== Work required ==
Could you output all of the lines below verbatim, leaving out the pictures?

——————

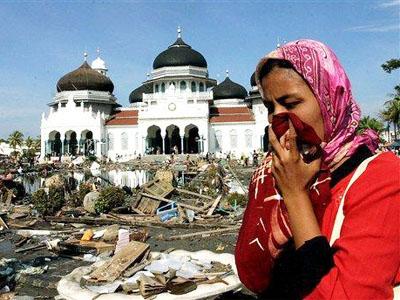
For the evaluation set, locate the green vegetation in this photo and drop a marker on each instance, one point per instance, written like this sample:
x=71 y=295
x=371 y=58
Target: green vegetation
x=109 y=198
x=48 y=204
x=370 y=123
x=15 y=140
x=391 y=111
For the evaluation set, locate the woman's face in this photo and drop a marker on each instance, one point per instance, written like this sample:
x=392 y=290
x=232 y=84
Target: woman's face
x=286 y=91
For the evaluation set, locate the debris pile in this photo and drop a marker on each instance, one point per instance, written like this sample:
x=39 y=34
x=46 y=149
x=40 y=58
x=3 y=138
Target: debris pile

——————

== Solution for this task ==
For the evaluation set, locate the green vegetation in this photo and drop a marker on each instance, one point per instance, written like this sample:
x=71 y=295
x=371 y=58
Target: green vegetation
x=109 y=198
x=48 y=204
x=370 y=123
x=15 y=140
x=391 y=111
For the evaluation set, locate the woman's face in this photo and drop a marker on each instance, one point per instance, written like this sample:
x=392 y=290
x=232 y=84
Target: woman's face
x=286 y=91
For the evaluation set, locate the debris pile in this photo and drop a marker on each instance, one point per instance, written like this sample:
x=39 y=34
x=46 y=149
x=40 y=58
x=3 y=138
Target: debris pile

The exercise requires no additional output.